## Excerpt
★ ★ ★ ★

Multi-regional source of truth

Author:Murphy | View: 25610 | Time: 2025-03-23 19:24:44

I created a post a year ago about migration from Postgres to Snowflake, and here is another case of migration. This time I'm going to concentrate on the business case, architecture, and design rather than the technical aspects but I'll also try to share some tips that might be helpful.

The business case

It's a B2B (Business to Business) business. The company is an AaaS (Application as a Service) provider. It has its software product available as an online service for customers in multiple countries across the globe. It requires a BI (Business Intelligence) system mostly to give customers access to the data. Here are the most interesting requirements:

Some customers need access to ready-to-use dashboards and visualizations, and some want to pull the data into their DWH.
Since the customers operate in different countries, the data should stay in the region it was initially created in
The customers should see only their information. For the same region, the data is stored within the same database and the same tables, so row-level security must be applied
In the majority of cases, the customers want real-time data.

Let me start with what the existing architecture looked like:

The key characteristics are read-only replicas to pull the data, no DWH, and Looker on top of it. The obvious advantage of the solution is that it's the quickest one to set up. Replica, in general, has real-time data. Looker takes care of transformations, semantic layer, and visualizations. The row-level security is also implemented in Looker using different filters. Unfortunately, that's probably the only advantage, and it has a lot of drawbacks.

★ ★ ★ ★

## Stored data

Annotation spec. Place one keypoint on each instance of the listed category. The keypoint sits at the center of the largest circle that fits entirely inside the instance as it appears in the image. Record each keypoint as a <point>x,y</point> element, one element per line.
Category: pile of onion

★ ★ ★ ★

## Exercise requirements
• a. In the post on the multi-regional source of truth, which tool handles row-level security in the existing architecture?
• b. List each requirement for the BI system that the post on the multi-regional source of truth names.

## List of solutions
• a. Looker, using different filters.

• b.
- Some customers need ready-to-use dashboards and visualizations, and some want to pull the data into their DWH.
- Data should stay in the region where it was first created.
- Customers should see only their own information, so row-level security must be applied.
- In most cases, customers want real-time data.